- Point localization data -
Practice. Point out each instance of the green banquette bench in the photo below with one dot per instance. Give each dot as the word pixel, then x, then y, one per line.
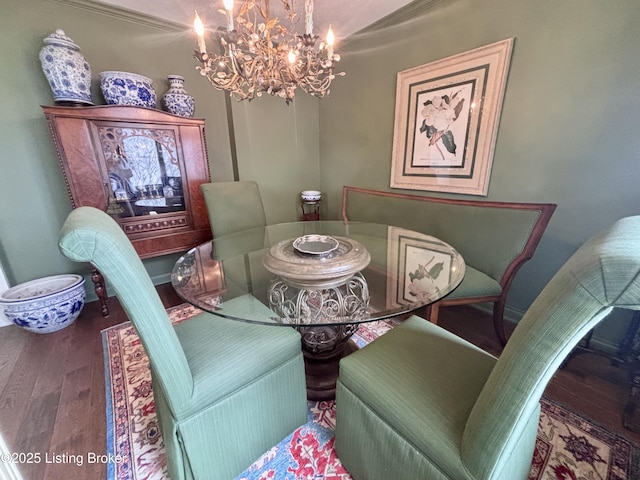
pixel 495 238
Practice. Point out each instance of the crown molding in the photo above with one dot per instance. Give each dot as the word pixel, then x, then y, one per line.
pixel 406 13
pixel 124 14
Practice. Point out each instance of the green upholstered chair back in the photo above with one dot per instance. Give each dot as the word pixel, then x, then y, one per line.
pixel 604 273
pixel 233 206
pixel 489 235
pixel 90 235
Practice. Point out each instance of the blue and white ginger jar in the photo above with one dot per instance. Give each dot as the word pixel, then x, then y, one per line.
pixel 176 99
pixel 124 88
pixel 66 69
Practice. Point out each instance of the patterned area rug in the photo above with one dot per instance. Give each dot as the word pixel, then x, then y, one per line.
pixel 568 446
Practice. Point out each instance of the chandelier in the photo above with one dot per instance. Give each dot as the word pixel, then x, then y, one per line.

- Assignment -
The expected output is every entry above, retyped exactly, with the pictures removed.

- Answer area -
Practice. Point out each instance of the green banquette bench in the photo below with one dot per instance. Give each dot as the word pixel, then x, then y, one per line.
pixel 495 238
Practice. Point out each instance of the crown molding in the photo above with one dot per instance. Give each dot as the word pixel, then x, then y, one per line.
pixel 406 13
pixel 124 14
Practice. Point out each instance of the green upholstered chair back in the photo above with one dot per instance. Give each dot as the word pixel, then x, then y, one per line.
pixel 604 273
pixel 233 206
pixel 489 235
pixel 90 235
Practice. Point out each instance of the blue and white ginger jar in the photo above with one dot per instance. Give each dot as the word pixel, then x, then y, one per line.
pixel 176 99
pixel 124 88
pixel 66 69
Practice. Point out each instance of the patterned area rug in the photo above with one dot per instance. Give each dot as the word pixel, then x, then y, one per line.
pixel 568 446
Practice. Point out each instance of the chandelier in the photo above with one dot per instance. Give each dot as the word pixel, then x, then y, one per line.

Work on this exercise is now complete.